**WHAT IS BEING ASKED:** Reproduce the listing below without changes, except that pictures are left out.
━━ ITEMS ━━
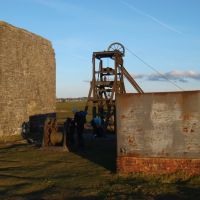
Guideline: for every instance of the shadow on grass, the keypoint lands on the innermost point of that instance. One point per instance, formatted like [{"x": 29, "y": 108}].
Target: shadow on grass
[{"x": 101, "y": 151}]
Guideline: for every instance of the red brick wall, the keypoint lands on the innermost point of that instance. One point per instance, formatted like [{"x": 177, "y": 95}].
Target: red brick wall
[{"x": 127, "y": 164}]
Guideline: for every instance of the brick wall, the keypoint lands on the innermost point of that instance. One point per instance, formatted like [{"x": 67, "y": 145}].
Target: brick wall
[
  {"x": 158, "y": 132},
  {"x": 27, "y": 77},
  {"x": 128, "y": 164}
]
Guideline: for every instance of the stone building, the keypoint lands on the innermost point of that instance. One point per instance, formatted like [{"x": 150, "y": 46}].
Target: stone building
[{"x": 27, "y": 77}]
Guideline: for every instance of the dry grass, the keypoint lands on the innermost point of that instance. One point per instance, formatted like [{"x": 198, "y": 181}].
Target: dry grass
[{"x": 28, "y": 172}]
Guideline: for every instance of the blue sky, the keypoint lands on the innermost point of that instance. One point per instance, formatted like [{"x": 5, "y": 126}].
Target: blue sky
[{"x": 166, "y": 34}]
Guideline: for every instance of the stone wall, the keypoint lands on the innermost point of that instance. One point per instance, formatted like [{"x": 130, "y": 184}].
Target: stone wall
[
  {"x": 158, "y": 132},
  {"x": 27, "y": 77}
]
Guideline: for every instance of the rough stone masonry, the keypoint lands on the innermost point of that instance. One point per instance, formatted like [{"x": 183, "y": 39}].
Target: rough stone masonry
[{"x": 27, "y": 77}]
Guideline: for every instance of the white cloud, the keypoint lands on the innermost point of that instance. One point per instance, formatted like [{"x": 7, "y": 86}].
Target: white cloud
[
  {"x": 175, "y": 75},
  {"x": 158, "y": 21}
]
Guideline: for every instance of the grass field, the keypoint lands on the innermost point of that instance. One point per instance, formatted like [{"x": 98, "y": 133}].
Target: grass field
[{"x": 28, "y": 172}]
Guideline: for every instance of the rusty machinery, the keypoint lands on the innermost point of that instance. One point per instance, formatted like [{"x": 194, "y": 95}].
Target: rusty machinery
[
  {"x": 107, "y": 81},
  {"x": 51, "y": 135}
]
━━━
**RESULT FOR THIS TASK:**
Guideline: for every instance of the shadow on grass, the keypoint lands on the innermost point of that instance. One point per instance, formatted like [{"x": 29, "y": 108}].
Target: shadow on grass
[{"x": 101, "y": 151}]
Guideline: for every instance of the red brick wall, the keypoint lands on the innermost point of that instance. One point per instance, formatted like [{"x": 177, "y": 95}].
Target: red brick wall
[{"x": 127, "y": 164}]
Guideline: for every instance of the brick wall, the keypoint lands on the innermost point of that instance. One point per instance, formatted like [{"x": 67, "y": 145}].
Target: brick wall
[
  {"x": 158, "y": 132},
  {"x": 27, "y": 77},
  {"x": 128, "y": 164}
]
Guideline: for every instance of the stone building, the keypoint lands on the innermost point of that instance. One point per instance, formatted like [{"x": 150, "y": 46}].
Target: stone building
[{"x": 27, "y": 77}]
Guideline: for every instance of the dry grass, the keypoint lands on the innermost point of that instance. One point per instance, formatted like [{"x": 198, "y": 181}].
Target: dry grass
[{"x": 28, "y": 172}]
Guideline: for every instance of the blue sky, the keypoint lands on the innermost point of that instance. One point per instance, formatted like [{"x": 5, "y": 126}].
Target: blue sky
[{"x": 166, "y": 34}]
Guideline: for every instance of the stone wall, the keypoint lands on the innermost point of that instance. One point per instance, formatted like [{"x": 130, "y": 184}].
Target: stone wall
[
  {"x": 158, "y": 132},
  {"x": 27, "y": 77}
]
Guideline: for every instance of the rough stone masonry, the keypoint lands on the innermost point of that instance. One point per instance, formatted like [{"x": 183, "y": 39}].
Target: rough stone masonry
[{"x": 27, "y": 77}]
Guideline: for every instance of the white cloud, the keypoint lands on the innermost point of that instance. One point per instance, formatted like [{"x": 7, "y": 86}].
Target: white cloud
[
  {"x": 175, "y": 75},
  {"x": 158, "y": 21}
]
Guideline: for every instance of the grass field, the keypoint lands on the innermost point of that instance. One point per instance, formatted like [{"x": 98, "y": 133}].
Target: grass field
[{"x": 28, "y": 172}]
Guideline: for every instance of the rusty machinery, the keypoint lands on the innermost point of that instance. One point per instance, formatted like [{"x": 194, "y": 95}].
Target: rusty machinery
[
  {"x": 107, "y": 81},
  {"x": 51, "y": 135}
]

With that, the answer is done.